Prompt A
Copy the lines of the listing exactly, everything from the line that contains "196, row 412." down to the line that contains "column 99, row 54", with both of those lines included.

Target Audience: Developers designing Prometheus metrics for the first time Prerequisites: Three Pillars of Observability After Reading: You’ll be able to select the appropriate metric type and implement it correctly

TL;DR#

Key Summary:

• Counter: Only cumulative increase (request count, error count) → Calculate rate of change with rate()
• Gauge: Current value (temperature, memory) → Use as-is or avg() for average
• Histogram: Distribution measurement (response time) → Calculate percentiles with histogram_quantile()
• Summary: Percentile calculation on client (rarely used)

Why Are Metric Types Important?#

Metric types are not just a technical choice. They reflect the nature of the data.

Analogy: Thermometer vs Pedometer

• A thermometer shows the current temperature. It can be 25°C yesterday and 30°C today → This is a Gauge
• A pedometer accumulates steps. Walking 5000 steps yesterday and 3000 today totals 8000 steps → This is a Counter

What if you “accumulated” temperature like a pedometer? Morning 20°C, noon 25°C, evening 18°C would give “63°C” - a meaningless number. Conversely, if you viewed step count as a “current value” like a thermometer, you’d only know “I just walked 3 steps” without knowing how many steps you walked today.

Consequences of Wrong Choices#

Counter#

Definition#

A monotonically increasing cumulative value. Can only increase or reset to 0.

Why Are Counters Necessary?#

To answer questions like “How many orders came in today?” or “How many errors occurred this month?” you need cumulative data.

Analogy: Car Odometer

A car odometer never decreases. It doesn’t go back from 100,000 km to 90,000 km. Instead, if you want to know “how much did I drive this week?” you calculate the difference between Monday’s mileage and Sunday’s mileage.

Counters work the same way. The raw value (1 million requests) has little meaning - you need to calculate rate of change over time with rate() or increase() to make it useful.

Characteristics#

graph LR
    subgraph "Counter Behavior"
        A["Start: 0"] --> B["Request 1: 1"]
        B --> C["Request 2: 2"]
        C --> D["Request 3: 3"]
        D --> E["Restart: 0"]
        E --> F["Request 4: 1"]
    end

Usage Example#

// Spring Boot + Micrometer
@RestController
public class OrderController {
    private final Counter orderCounter;

    public OrderController(MeterRegistry registry) {
        this.orderCounter = Counter.builder("orders_total")

Data for this exercise

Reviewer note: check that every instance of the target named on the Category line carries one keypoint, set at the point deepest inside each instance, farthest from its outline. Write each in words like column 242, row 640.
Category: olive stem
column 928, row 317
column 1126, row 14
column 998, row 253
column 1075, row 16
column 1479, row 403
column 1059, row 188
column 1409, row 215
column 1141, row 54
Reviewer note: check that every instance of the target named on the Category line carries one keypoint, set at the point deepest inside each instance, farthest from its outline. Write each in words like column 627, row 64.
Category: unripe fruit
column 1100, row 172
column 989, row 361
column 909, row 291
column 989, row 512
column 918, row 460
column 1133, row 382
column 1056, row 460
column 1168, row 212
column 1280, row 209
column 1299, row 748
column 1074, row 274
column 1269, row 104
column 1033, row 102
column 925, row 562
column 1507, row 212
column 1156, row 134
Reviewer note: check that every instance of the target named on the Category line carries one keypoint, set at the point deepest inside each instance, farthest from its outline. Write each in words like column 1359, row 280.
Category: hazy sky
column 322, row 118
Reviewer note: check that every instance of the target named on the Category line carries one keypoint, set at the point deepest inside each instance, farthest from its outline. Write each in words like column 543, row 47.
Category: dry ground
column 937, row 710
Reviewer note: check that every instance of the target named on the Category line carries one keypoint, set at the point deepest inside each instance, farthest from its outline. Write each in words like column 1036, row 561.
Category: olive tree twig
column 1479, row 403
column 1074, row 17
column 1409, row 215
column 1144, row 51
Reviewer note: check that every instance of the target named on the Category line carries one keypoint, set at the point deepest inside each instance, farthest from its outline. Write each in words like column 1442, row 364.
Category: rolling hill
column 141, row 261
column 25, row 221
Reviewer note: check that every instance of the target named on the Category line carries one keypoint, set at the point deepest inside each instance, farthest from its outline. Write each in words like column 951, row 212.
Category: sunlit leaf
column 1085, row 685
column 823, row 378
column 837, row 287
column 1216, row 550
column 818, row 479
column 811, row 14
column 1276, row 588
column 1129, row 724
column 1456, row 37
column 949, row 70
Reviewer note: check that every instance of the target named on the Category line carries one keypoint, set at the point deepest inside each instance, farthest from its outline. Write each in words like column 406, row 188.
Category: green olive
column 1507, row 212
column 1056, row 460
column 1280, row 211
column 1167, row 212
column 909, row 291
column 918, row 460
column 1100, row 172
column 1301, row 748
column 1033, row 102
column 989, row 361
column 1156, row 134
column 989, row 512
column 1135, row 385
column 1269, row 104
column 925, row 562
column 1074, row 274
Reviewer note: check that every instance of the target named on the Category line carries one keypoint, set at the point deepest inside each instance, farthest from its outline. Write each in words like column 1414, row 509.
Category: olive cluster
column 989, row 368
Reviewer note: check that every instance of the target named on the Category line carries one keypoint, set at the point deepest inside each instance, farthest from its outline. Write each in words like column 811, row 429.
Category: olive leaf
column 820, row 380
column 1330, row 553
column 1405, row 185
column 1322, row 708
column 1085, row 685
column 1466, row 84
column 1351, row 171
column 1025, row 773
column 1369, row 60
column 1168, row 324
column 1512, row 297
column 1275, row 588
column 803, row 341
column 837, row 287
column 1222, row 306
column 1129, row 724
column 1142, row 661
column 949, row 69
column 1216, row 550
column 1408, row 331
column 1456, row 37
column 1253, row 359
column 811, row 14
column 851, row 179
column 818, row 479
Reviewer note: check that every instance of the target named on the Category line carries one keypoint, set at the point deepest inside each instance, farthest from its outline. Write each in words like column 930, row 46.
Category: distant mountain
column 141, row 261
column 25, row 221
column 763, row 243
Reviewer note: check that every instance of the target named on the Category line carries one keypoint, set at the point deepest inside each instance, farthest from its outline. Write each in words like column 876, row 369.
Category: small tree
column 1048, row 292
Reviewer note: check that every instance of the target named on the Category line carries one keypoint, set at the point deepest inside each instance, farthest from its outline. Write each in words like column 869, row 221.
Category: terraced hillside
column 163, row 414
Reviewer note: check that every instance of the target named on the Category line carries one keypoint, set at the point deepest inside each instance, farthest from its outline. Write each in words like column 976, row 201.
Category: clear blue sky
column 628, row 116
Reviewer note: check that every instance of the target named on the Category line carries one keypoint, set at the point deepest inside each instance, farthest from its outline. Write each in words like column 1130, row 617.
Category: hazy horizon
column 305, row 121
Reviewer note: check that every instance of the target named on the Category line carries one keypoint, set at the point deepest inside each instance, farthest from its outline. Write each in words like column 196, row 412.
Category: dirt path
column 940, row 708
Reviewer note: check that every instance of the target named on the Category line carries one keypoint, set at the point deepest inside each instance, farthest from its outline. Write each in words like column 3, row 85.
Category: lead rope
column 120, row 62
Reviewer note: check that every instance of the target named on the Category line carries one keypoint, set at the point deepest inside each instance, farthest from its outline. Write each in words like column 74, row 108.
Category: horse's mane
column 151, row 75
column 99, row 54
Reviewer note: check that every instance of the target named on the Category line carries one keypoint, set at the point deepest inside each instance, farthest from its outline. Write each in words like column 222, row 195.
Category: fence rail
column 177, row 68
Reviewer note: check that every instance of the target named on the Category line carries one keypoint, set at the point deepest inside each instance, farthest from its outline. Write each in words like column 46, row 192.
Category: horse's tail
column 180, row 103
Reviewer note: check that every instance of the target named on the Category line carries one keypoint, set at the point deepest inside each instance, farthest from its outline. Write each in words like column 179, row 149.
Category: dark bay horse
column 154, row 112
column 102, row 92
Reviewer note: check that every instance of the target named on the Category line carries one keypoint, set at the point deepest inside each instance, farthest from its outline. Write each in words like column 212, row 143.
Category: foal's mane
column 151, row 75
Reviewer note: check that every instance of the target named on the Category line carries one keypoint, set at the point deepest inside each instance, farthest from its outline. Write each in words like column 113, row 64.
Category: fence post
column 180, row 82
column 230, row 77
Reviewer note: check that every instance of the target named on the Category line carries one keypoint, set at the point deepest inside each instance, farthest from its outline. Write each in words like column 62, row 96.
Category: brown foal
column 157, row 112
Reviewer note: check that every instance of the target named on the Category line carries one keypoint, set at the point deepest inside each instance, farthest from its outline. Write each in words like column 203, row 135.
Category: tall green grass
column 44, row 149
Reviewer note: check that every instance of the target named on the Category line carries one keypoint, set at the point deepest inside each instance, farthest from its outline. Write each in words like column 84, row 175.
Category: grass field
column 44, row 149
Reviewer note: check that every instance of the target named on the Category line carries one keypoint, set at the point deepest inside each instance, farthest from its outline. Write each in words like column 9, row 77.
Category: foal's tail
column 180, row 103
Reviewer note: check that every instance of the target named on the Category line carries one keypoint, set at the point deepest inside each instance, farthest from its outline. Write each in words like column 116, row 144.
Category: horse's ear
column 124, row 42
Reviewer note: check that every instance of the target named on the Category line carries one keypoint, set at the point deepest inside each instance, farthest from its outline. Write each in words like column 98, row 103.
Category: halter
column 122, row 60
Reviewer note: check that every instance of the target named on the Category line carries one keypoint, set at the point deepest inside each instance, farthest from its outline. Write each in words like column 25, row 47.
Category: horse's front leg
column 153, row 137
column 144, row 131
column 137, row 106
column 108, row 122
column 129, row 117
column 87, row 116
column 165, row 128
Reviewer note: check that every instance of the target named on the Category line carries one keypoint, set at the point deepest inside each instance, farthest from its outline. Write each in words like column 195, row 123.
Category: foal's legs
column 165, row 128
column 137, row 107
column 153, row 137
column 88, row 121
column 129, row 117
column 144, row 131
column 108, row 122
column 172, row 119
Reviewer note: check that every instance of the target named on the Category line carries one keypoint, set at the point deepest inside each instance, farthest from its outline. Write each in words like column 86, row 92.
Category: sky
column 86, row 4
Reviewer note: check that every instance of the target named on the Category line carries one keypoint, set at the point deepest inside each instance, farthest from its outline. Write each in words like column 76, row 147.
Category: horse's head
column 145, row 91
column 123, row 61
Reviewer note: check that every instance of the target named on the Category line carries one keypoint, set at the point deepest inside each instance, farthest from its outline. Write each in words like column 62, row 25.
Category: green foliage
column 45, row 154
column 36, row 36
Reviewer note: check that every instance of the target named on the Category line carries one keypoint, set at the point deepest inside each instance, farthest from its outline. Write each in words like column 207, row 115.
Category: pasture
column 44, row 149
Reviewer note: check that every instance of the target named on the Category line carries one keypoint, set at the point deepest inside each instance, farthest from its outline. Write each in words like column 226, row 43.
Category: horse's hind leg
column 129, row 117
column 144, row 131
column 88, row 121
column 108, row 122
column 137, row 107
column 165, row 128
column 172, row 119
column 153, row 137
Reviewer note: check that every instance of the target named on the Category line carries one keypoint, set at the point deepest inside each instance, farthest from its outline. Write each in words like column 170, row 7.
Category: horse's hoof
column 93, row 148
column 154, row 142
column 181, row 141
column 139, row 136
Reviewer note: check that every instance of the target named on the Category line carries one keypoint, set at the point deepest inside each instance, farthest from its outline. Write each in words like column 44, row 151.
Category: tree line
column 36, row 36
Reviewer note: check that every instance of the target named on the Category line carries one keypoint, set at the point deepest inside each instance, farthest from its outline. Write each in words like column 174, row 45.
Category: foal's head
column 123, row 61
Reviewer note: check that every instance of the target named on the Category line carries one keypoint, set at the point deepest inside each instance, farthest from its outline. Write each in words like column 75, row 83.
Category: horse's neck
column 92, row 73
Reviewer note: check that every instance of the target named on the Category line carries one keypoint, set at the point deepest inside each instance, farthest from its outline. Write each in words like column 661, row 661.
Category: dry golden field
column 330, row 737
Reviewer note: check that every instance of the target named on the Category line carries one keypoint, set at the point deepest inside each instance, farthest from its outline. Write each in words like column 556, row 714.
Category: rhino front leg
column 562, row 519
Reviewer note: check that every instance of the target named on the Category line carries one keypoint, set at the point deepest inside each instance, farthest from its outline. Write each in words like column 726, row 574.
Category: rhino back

Prompt B
Reproduce everything from "Analogy: Thermometer vs" down to "reset to 0." in the text on Prometheus metric types, replacing "steps" with "paces".

Final result A
Reviewer note: check that every instance of the target named on the Category line carries one keypoint, set at the point deepest inside each instance, farthest from its outline. Write each in words like column 196, row 412.
Category: dirt path
column 940, row 708
Reviewer note: check that every instance of the target named on the Category line carries one keypoint, set at the point deepest inside each instance, farthest from its outline. Write each in words like column 3, row 85.
Category: lead rope
column 120, row 62
Reviewer note: check that every instance of the target named on the Category line carries one keypoint, set at the point deepest inside each instance, farthest from its outline. Write each in words like column 74, row 108.
Category: horse's mane
column 151, row 75
column 99, row 54

Final result B
Analogy: Thermometer vs Pedometer

• A thermometer shows the current temperature. It can be 25°C yesterday and 30°C today → This is a Gauge
• A pedometer accumulates paces. Walking 5000 paces yesterday and 3000 today totals 8000 paces → This is a Counter

What if you “accumulated” temperature like a pedometer? Morning 20°C, noon 25°C, evening 18°C would give “63°C” - a meaningless number. Conversely, if you viewed step count as a “current value” like a thermometer, you’d only know “I just walked 3 paces” without knowing how many paces you walked today.

Consequences of Wrong Choices#

Counter#

Definition#

A monotonically increasing cumulative value. Can only increase or reset to 0.